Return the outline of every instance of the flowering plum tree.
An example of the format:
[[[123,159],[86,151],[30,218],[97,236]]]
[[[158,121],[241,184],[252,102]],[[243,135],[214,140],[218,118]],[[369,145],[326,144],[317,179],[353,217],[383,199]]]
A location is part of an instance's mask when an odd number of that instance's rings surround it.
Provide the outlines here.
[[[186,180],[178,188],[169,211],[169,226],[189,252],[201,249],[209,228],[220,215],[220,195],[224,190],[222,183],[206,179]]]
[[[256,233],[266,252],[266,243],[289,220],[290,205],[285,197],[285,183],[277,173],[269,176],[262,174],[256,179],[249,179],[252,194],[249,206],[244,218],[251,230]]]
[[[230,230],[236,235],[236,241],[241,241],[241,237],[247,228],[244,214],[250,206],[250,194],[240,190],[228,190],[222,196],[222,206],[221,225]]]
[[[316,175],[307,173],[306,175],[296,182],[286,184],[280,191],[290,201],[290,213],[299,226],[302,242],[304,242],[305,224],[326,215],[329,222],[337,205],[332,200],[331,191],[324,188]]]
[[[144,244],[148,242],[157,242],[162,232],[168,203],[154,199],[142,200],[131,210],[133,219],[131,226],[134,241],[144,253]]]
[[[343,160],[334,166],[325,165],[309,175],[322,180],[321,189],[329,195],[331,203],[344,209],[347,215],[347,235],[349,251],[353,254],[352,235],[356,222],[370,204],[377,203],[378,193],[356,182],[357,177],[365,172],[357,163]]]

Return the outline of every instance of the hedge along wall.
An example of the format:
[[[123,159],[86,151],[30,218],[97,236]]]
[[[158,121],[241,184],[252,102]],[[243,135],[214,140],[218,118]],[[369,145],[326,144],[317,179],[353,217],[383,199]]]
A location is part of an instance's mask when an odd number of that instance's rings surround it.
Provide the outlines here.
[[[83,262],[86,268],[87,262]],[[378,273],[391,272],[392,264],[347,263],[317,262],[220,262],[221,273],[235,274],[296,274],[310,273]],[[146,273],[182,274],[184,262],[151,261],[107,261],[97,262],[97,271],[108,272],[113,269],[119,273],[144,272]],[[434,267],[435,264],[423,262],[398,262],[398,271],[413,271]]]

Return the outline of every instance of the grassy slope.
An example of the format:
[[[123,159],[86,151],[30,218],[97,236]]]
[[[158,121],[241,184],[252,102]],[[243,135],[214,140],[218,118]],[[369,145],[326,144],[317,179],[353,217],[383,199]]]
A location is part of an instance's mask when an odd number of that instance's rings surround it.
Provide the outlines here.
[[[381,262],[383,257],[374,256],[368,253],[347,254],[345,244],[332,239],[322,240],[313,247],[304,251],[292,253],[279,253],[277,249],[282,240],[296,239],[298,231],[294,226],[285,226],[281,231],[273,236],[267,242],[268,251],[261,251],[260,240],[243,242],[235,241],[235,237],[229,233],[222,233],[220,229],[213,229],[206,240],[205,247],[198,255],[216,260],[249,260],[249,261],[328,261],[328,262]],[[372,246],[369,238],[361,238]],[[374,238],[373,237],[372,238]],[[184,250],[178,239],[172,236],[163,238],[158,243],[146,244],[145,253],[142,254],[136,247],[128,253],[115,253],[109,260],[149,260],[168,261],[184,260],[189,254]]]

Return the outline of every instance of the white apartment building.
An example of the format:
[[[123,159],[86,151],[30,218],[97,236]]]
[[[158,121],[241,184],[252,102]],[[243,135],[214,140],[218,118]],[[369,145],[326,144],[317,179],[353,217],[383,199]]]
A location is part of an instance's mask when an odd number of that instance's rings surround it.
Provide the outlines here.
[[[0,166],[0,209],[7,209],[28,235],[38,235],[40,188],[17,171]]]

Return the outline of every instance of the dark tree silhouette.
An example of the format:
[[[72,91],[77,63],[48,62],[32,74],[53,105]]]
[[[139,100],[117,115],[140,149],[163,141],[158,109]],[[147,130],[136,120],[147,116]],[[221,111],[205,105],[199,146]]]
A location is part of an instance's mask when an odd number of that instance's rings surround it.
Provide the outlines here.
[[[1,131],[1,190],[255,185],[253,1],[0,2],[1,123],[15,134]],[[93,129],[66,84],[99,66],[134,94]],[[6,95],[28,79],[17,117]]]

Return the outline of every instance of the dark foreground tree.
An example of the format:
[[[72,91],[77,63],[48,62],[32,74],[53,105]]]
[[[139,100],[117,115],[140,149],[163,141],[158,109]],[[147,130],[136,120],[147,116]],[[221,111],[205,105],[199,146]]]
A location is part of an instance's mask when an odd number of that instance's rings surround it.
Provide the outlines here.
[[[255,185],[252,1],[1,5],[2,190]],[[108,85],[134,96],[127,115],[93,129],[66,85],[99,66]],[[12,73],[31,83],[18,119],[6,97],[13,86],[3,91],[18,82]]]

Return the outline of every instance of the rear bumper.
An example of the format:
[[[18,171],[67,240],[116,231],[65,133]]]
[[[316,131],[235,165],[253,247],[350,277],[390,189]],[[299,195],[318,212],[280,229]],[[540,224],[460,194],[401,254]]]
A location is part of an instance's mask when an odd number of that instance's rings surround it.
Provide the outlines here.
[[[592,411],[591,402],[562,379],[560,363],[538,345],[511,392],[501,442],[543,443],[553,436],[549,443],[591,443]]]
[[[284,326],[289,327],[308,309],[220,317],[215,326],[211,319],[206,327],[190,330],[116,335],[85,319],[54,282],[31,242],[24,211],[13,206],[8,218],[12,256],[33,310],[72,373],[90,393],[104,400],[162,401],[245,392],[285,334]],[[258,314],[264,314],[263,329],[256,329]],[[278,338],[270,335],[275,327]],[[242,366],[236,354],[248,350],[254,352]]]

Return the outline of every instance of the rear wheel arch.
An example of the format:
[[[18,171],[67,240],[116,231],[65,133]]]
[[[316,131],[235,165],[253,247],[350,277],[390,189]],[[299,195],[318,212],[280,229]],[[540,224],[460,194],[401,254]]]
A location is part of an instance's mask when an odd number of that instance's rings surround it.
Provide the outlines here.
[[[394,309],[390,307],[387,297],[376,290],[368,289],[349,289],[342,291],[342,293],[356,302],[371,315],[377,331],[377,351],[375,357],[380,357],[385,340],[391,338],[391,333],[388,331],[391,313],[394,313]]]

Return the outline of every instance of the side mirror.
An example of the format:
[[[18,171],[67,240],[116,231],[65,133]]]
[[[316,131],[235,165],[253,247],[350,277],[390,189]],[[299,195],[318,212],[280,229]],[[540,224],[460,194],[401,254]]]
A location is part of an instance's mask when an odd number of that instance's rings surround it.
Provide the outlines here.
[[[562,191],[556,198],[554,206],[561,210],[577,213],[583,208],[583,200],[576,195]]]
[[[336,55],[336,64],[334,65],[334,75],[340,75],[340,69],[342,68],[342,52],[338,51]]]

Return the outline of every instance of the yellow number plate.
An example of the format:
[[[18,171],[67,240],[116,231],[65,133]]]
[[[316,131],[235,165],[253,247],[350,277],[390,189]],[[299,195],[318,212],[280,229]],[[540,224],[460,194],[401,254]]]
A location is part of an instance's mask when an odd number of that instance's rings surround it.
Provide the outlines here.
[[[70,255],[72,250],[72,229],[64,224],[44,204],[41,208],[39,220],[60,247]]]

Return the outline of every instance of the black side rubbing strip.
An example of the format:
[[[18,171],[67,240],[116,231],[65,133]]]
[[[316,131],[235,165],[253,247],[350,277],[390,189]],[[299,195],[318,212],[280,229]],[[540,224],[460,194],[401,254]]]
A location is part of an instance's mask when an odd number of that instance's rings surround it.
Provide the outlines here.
::::
Return each entry from the material above exactly as it appears.

Return the outline of every instance of the flowering plum tree.
An example of the format:
[[[123,159],[86,151],[30,218],[97,236]]]
[[[158,121],[241,184],[252,102]],[[243,135],[214,140],[218,118]],[[369,145],[326,144],[317,179],[353,217],[383,199]]]
A location is part of an instance's mask when an odd number of that instance's rings surround it.
Provide the outlines here.
[[[186,180],[178,188],[169,211],[169,226],[189,252],[201,249],[209,228],[220,215],[220,195],[224,190],[222,183],[206,179]]]
[[[256,233],[266,252],[266,243],[289,220],[290,205],[285,197],[285,183],[277,173],[269,176],[262,174],[256,179],[249,179],[252,194],[249,206],[244,218],[251,230]]]
[[[230,230],[236,235],[236,241],[241,241],[241,237],[247,228],[244,214],[250,206],[250,194],[240,190],[228,190],[222,196],[222,206],[221,225]]]
[[[316,175],[307,173],[306,175],[296,182],[286,184],[280,191],[290,201],[290,213],[299,226],[302,242],[304,242],[305,224],[326,215],[329,222],[337,205],[332,200],[331,191],[324,188]]]
[[[144,244],[148,242],[157,242],[162,232],[168,203],[154,199],[142,200],[131,210],[133,219],[131,226],[134,241],[144,253]]]
[[[343,160],[334,166],[325,165],[309,175],[322,180],[321,189],[329,195],[331,203],[344,209],[347,215],[347,235],[349,251],[353,254],[352,235],[356,222],[370,204],[377,203],[378,193],[356,182],[357,177],[365,172],[357,163]]]

Return the outline of every instance of the hedge along wall.
An example of the format:
[[[123,159],[86,151],[30,218],[97,236]]]
[[[158,121],[241,184],[252,102]],[[243,135],[214,140],[218,118]],[[369,145],[326,144],[317,179],[353,217],[383,199]]]
A location is part of an instance's mask when an odd number of that instance's rings surround it.
Provide the outlines here.
[[[83,262],[86,268],[87,262]],[[378,273],[391,272],[392,264],[347,263],[317,262],[220,262],[221,273],[235,274],[296,274],[310,273]],[[146,273],[182,274],[184,262],[151,261],[107,261],[97,262],[97,271],[108,272],[113,269],[119,273],[144,272]],[[434,267],[435,264],[423,262],[398,262],[398,271],[413,271]]]

Return the outline of every instance of the grassy slope.
An example of the format:
[[[123,159],[86,151],[30,218],[97,236]]]
[[[158,121],[241,184],[252,102]],[[243,135],[214,140],[218,118]],[[369,145],[326,144],[317,179],[353,217],[383,199]]]
A location is part of an instance's mask when an odd number of that instance's rings surround it.
Provide the outlines here.
[[[381,262],[383,257],[374,256],[368,253],[347,254],[345,244],[332,239],[322,240],[313,247],[304,251],[292,253],[279,253],[277,249],[282,240],[296,239],[298,231],[294,226],[285,226],[281,231],[273,236],[267,242],[268,251],[261,251],[260,240],[243,242],[235,241],[235,237],[229,233],[222,233],[220,229],[213,229],[206,240],[205,247],[198,255],[216,260],[249,260],[249,261],[328,261],[328,262]],[[372,246],[369,238],[361,238]],[[374,238],[373,237],[372,238]],[[184,250],[178,239],[172,236],[163,238],[158,243],[146,244],[145,253],[142,254],[136,247],[128,253],[115,253],[109,260],[149,260],[168,261],[184,260],[189,254]]]

Return the outline of every instance of the white apartment building.
An example of the format:
[[[123,159],[86,151],[30,218],[97,236]]]
[[[158,121],[241,184],[252,102]],[[243,135],[214,140],[218,118]],[[369,145],[326,144],[317,179],[353,217],[383,199]]]
A location is part of an instance's mask when an odd number of that instance's rings surround it.
Provide the outlines here.
[[[0,166],[0,209],[7,209],[28,235],[38,235],[40,188],[17,171]]]

Return the outline of every instance of the dark tree silhouette.
An example of the format:
[[[72,91],[77,63],[48,62],[32,74],[53,105]]]
[[[139,100],[117,115],[140,149],[163,141],[158,109]],[[147,130],[136,120],[147,116]],[[221,111],[205,105],[199,146]]]
A location is part of an instance's mask when an odd number of that instance's rings surround it.
Provide the outlines here.
[[[1,131],[1,190],[255,185],[253,1],[0,2],[1,123],[15,134]],[[93,129],[66,84],[99,66],[134,94]],[[6,95],[28,79],[17,117]]]

Return the outline of every instance of the dark foreground tree.
An example of the format:
[[[72,91],[77,63],[48,62],[32,74],[53,105]]]
[[[139,100],[117,115],[140,149],[163,141],[158,109]],[[147,130],[136,120],[147,116]],[[221,111],[205,105],[199,146]]]
A location is part of an instance's mask when an odd number of that instance's rings surround it.
Provide the outlines here.
[[[255,185],[252,1],[1,5],[2,190]],[[108,85],[134,96],[127,115],[93,129],[66,85],[99,66]],[[12,73],[31,83],[18,119],[6,97],[13,86],[3,91],[18,82]]]

Return the outline of every instance of the rear bumper.
An example of the format:
[[[18,171],[67,240],[116,231],[65,133]]]
[[[316,131],[235,165],[253,247],[350,277],[390,189]],[[299,195],[318,212],[280,229]],[[540,224],[460,194],[401,254]]]
A location is part of an instance's mask when an odd number of that instance's rings surround it.
Provide the outlines here.
[[[592,411],[591,402],[562,379],[560,363],[538,345],[511,392],[501,442],[543,443],[553,436],[549,443],[591,443]]]
[[[284,326],[289,327],[308,309],[220,317],[215,326],[211,319],[206,327],[190,330],[116,335],[85,319],[54,282],[31,242],[24,211],[13,206],[8,218],[12,256],[33,310],[72,373],[90,393],[104,400],[162,401],[245,392],[285,334]],[[258,314],[264,314],[263,329],[256,329]],[[278,338],[270,335],[275,327]],[[242,366],[236,354],[248,350],[254,352]]]

Return the outline of every instance of the rear wheel arch.
An example of the format:
[[[18,171],[67,240],[116,231],[65,133]]]
[[[316,131],[235,165],[253,247],[350,277],[390,189]],[[299,195],[318,212],[280,229]],[[540,224],[460,194],[401,254]]]
A location is part of an instance's mask when an odd number of that instance's rings surround it.
Provide the outlines here.
[[[394,309],[390,307],[387,297],[376,290],[368,289],[349,289],[342,291],[342,293],[356,302],[371,315],[377,331],[377,351],[375,357],[380,357],[385,340],[391,338],[391,333],[388,331],[391,313],[394,313]]]

Return the outline of every instance of the side mirror.
An example of the format:
[[[18,171],[67,240],[116,231],[65,133]]]
[[[316,131],[235,165],[253,247],[350,277],[390,189]],[[299,195],[318,212],[280,229]],[[540,224],[460,194],[401,254]]]
A location is part of an instance's mask when an odd number of that instance's rings surround it.
Provide the outlines here.
[[[562,191],[556,198],[554,206],[561,210],[577,213],[583,208],[583,200],[576,195]]]
[[[336,55],[336,64],[334,65],[334,75],[340,75],[340,69],[342,68],[342,52],[338,51]]]

Return the outline of every instance of the yellow number plate.
An example of the format:
[[[18,171],[67,240],[116,231],[65,133]]]
[[[316,131],[235,165],[253,247],[350,277],[390,189]],[[299,195],[318,212],[280,229]],[[540,224],[460,194],[401,254]]]
A location is part of an instance's mask when an odd number of that instance's rings surround it.
Provide the outlines here.
[[[70,255],[72,250],[72,229],[64,224],[44,204],[41,208],[39,220],[60,247]]]

Return the outline of every instance of the black side rubbing strip.
An example of the format:
[[[18,171],[67,240],[116,231],[65,133]]]
[[[316,131],[235,165],[253,247],[350,277],[390,189]],[[299,195],[318,212],[280,229]],[[540,224],[460,194],[401,254]]]
A location is part of an instance's mask when an odd number of that instance's rings surround it.
Provide the outlines here.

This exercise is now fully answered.